*Exercise set:*
1. Quote, word for word, every question posed in the passage on preserving audio CDs.
2. List every line of the listing that contains the word "whose", treating uppercase and lowercase as distinct.

##### Selection

Let’s take a simple case, the humble audio CD. Most people realise that you can’t preserve the compact disc by simply sampling the audio, the process would be digital to analogue and then back to digital again, as well as the inaccuracy of re-sampling you will also introduce noise and other undesirable effects into the copy. So, how about putting it in your CD-ROM player and making a direct digital copy? Well, that’s better no doubt, but what have you made a copy of? You have copied the digital audio data represented by the data on the CD – but (and here’s the important bit) not the actual CD itself.
An audio CD (Santeri Viinamäki CC BY-SA 4.0)
The simple test of copying versus preservation is (in the author’s humble opinion) – Can you (in theory) take the representation you created and turn it back into the source media? Even an audio CD has a lot more data than just audio, there is track data, channel data and other types of ‘metadata’ (i.e. data about the data). To make matters more complex, most technical people understand that there is error-correction even on the humble audio CD, but what happens to the data that is used to perform the error-correction when you copy only the audio data? At even lower levels there is EFM (Eight to Fourteen Modulation) and ‘merging bits’ (used to maintain the DC offset when the data is read by the laser) – all of this is lost when the data is interpreted and converted into audio (the same is true of CD-ROMs, even the data you get back isn’t the original data mastered onto the disc).

##########
##### Supplied entries

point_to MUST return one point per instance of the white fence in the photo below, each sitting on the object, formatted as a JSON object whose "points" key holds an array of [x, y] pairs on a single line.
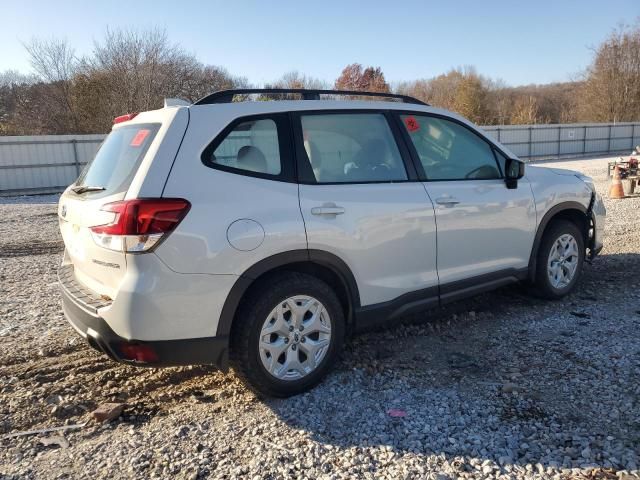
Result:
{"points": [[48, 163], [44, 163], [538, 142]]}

##########
##### Supplied entries

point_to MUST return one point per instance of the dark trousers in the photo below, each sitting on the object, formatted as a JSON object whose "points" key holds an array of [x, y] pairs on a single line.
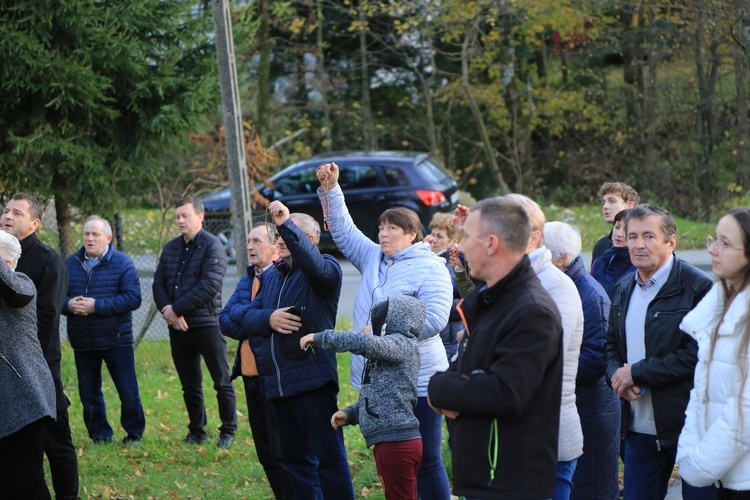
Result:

##########
##### Supplied entries

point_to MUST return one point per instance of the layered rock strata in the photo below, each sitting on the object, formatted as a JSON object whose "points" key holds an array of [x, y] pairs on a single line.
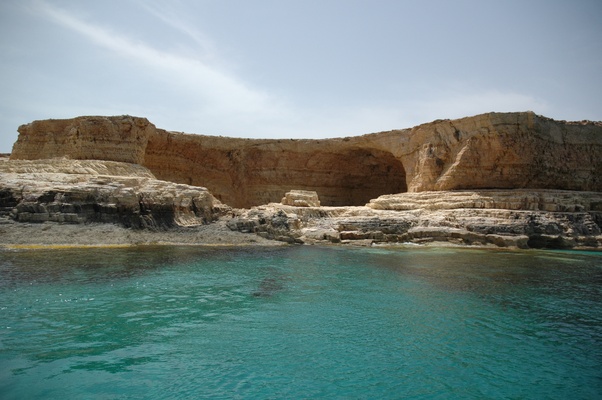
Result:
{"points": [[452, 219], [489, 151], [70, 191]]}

##########

*Solutions by task:*
1.
1. So, how about putting it in your CD-ROM player and making a direct digital copy?
2. Well, that’s better no doubt, but what have you made a copy of?
3. Can you (in theory) take the representation you created and turn it back into the source media?
4. To make matters more complex, most technical people understand that there is error-correction even on the humble audio CD, but what happens to the data that is used to perform the error-correction when you copy only the audio data?

2.
point_to MUST return one point per instance of the white fence in the photo below, each sitting on the object, formatted as a JSON object whose "points" key holds an array of [x, y] pairs on a single line.
point_to MUST return one point per instance of the dark trousers in the photo below, each sitting on the object, formatted as a JSON object whose "points" key holds an array of [x, y] pairs on a single line.
point_to MUST return one point per instance of the layered rock strata in the photo below, each sitting on the object, formatted as a JSON object whose "points" key holds an array of [x, y] pairs on a single line.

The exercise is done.